The defendant, Robert E. Preeson (the defendant or Preeson), appeals the judgment of the Jefferson County District Court awarding the plaintiff, Tomiko A. Kinsey (the plaintiff or Kinsey), compensatory damages, exemplary damages, attorney fees, and an execution against the body of the defendant pursuant to section 13-59-103, 6A C.R.S. (1987). The trial court directed the defendant to be imprisoned for up to one year or until payment of the judgment. The defendant retained new counsel for the purposes of this appeal.

*544 He appealed this judgment claiming that the body execution statute, sections 13-59-101 to -105, is unconstitutional.[1] He also contends that the plaintiff's pleadings were legally insufficient to support the award of body execution and punitive damages, that the trial court's findings to support the award of body execution and punitive damages were insufficient, and that the trial court erred in awarding the plaintiff attorney fees.

The defendant appealed the judgment to the court of appeals. Due to the constitutional challenge to sections 13-59-101 to -105,[2] jurisdiction was transferred to this court pursuant to section 13-4-110, 6A C.R.S. (1987).

We hold that the body execution statute, specifically section 13-59-103, does not provide a rational basis for achieving its purpose, and thus violates equal protection of the law. Further, the award of attorney fees was improper because the trial court did not make sufficient findings to justify the award. However, the award of punitive damages is supported by sufficient evidence. Therefore, we affirm in part, reverse in part, and remand the case to the trial court for further proceedings.

I.

The dispute between the parties arose out of a contract in which the plaintiff Kinsey agreed to give the defendant $7,500 with the understanding that the defendant would invest the money in a corporation which he was to form to engage in the motor home rental business. Preeson drafted the contract in the form of a letter addressed to Kinsey, dated October 19, 1981, stating that he would form a Delaware corporation to be known as "Chief Motorhome Rentals, Inc." and issue Kinsey five percent of the corporate stock for $7,500. He then stated his intention of traveling to Europe to secure reservations through the media and commercial travel brokers, sending Kinsey weekly progress reports, and sending Kinsey ten percent of the income generated from the business on a monthly basis until Kinsey's initial investment was paid off.

In November 1983, with no return on her investment forthcoming, Kinsey brought the underlying action alleging two claims for relief: a claim for breach of contract and a claim alleging fraud, deceit, and false representation on the part of the defendant.

──────────────────────────────

> **SHORT EXERCISE A**: Duplicate the part of the court opinion that runs from "In November 1983, with" down to "of the defendant.".

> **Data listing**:
──────────────────────────────

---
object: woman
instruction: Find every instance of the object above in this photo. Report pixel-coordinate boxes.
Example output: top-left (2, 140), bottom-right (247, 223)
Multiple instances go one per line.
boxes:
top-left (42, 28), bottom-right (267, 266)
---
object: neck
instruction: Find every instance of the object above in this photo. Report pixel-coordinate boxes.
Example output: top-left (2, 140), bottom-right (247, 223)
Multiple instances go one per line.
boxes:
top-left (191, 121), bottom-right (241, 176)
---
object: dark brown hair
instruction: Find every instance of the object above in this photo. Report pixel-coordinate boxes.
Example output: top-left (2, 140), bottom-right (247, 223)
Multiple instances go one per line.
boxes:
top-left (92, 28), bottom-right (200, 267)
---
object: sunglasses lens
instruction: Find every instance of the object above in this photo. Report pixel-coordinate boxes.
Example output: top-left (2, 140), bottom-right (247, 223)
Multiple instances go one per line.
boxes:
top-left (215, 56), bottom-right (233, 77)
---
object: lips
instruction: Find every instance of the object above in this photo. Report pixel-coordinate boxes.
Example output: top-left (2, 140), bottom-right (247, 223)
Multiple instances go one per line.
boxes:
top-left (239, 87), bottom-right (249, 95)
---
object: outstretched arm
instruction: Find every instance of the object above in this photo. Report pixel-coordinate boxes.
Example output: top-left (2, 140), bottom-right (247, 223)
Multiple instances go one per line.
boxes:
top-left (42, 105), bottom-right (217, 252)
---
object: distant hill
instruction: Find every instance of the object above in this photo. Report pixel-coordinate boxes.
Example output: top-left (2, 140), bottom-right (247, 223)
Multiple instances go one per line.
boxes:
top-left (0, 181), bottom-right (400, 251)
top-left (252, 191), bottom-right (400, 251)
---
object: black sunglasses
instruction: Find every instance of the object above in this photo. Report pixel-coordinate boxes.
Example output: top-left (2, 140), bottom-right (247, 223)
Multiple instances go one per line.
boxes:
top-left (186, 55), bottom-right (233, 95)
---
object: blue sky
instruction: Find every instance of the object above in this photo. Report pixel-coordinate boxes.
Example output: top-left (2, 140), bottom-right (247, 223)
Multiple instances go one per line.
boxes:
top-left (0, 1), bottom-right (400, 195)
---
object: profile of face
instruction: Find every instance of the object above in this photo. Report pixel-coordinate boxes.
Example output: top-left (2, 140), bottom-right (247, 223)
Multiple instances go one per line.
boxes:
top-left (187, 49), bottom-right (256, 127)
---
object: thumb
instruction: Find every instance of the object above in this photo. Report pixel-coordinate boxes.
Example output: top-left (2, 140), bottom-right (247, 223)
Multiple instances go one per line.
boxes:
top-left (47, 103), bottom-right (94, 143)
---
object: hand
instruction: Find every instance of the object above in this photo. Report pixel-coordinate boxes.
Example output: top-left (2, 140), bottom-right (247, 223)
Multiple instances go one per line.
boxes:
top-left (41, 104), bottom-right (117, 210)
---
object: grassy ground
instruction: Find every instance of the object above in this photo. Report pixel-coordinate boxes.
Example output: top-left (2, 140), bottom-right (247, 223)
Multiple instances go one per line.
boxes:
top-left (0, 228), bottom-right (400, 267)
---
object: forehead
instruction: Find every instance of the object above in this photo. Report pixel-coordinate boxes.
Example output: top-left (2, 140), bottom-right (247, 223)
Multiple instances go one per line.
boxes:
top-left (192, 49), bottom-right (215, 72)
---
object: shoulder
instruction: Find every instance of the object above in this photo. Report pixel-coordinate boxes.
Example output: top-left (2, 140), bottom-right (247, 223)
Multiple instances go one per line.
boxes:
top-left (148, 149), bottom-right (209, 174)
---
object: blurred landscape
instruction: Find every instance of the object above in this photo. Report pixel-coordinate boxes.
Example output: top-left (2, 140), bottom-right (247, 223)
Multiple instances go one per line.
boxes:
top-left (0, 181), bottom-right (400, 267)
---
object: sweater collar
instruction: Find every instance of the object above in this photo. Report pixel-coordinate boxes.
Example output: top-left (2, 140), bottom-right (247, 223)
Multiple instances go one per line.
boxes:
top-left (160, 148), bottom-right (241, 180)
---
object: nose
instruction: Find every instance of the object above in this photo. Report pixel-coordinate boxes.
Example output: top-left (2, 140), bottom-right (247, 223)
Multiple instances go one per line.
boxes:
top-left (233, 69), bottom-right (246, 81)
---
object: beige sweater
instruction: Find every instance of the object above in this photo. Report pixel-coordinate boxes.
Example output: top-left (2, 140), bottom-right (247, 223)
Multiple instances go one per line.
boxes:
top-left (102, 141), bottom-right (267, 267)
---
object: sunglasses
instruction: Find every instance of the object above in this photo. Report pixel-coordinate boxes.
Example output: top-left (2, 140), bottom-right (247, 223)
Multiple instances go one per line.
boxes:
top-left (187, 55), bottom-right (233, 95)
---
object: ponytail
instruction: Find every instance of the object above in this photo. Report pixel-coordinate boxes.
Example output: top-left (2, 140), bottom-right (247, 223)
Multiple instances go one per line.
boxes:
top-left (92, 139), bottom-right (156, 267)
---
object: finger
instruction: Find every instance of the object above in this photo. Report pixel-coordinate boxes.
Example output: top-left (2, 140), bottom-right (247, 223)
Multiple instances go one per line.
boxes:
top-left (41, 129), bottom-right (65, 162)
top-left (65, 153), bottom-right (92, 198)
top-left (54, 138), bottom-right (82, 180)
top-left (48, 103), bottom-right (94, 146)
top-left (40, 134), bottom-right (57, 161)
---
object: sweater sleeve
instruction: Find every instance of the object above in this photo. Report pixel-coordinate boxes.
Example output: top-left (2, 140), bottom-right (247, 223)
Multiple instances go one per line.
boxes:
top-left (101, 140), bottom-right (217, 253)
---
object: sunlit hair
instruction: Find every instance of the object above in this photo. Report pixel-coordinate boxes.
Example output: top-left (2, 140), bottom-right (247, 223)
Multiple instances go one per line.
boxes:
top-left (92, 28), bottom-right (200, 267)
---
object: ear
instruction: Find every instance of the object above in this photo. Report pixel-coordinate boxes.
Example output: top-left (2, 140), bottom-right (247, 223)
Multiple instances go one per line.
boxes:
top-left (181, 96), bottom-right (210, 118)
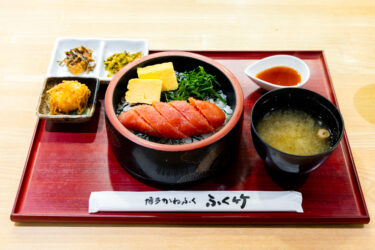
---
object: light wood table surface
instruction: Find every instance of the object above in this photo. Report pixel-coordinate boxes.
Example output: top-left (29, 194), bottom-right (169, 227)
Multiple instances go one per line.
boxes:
top-left (0, 0), bottom-right (375, 249)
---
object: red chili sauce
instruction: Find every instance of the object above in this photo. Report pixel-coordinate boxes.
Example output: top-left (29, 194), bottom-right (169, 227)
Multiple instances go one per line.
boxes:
top-left (255, 66), bottom-right (301, 86)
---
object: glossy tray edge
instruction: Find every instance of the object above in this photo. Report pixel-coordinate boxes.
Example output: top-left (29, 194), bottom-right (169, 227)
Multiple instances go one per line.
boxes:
top-left (10, 50), bottom-right (370, 225)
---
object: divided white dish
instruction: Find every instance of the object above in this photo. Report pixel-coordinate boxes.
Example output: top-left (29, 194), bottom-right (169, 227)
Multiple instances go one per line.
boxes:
top-left (47, 37), bottom-right (148, 81)
top-left (245, 55), bottom-right (310, 90)
top-left (99, 39), bottom-right (148, 81)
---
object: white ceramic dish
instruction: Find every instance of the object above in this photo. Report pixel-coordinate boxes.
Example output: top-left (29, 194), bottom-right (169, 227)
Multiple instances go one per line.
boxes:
top-left (245, 55), bottom-right (310, 90)
top-left (99, 39), bottom-right (148, 81)
top-left (47, 37), bottom-right (148, 82)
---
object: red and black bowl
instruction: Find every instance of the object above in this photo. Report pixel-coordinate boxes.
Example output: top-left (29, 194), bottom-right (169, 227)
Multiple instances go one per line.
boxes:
top-left (105, 52), bottom-right (243, 186)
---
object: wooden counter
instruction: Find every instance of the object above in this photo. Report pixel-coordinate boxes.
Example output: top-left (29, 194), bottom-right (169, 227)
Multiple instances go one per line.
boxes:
top-left (0, 0), bottom-right (375, 249)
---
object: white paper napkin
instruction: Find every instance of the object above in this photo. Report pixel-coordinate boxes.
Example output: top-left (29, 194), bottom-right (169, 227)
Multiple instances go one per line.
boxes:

──────────────────────────────

> **SHORT EXERCISE B**: Write out the entries again, from the start of the data listing down to the line containing "top-left (191, 121), bottom-right (241, 176)", both ends included. Add 122 to every coordinate in the answer boxes and keep every other line unchanged.

> **TASK ANSWER A**:
In November 1983, with no return on her investment forthcoming, Kinsey brought the underlying action alleging two claims for relief: a claim for breach of contract and a claim alleging fraud, deceit, and false representation on the part of the defendant.

> **TASK ANSWER B**:
---
object: woman
instruction: Find every instance of the object above in this photo. Report pixel-coordinate boxes.
Example output: top-left (2, 140), bottom-right (247, 223)
Multiple instances go one per line.
boxes:
top-left (164, 150), bottom-right (389, 388)
---
object: neck
instruction: Find every instance of the object above in this photo. Report pixel-coordinate boxes.
Example output: top-left (2, 140), bottom-right (247, 223)
Multiple instances go one per line.
boxes:
top-left (313, 243), bottom-right (363, 298)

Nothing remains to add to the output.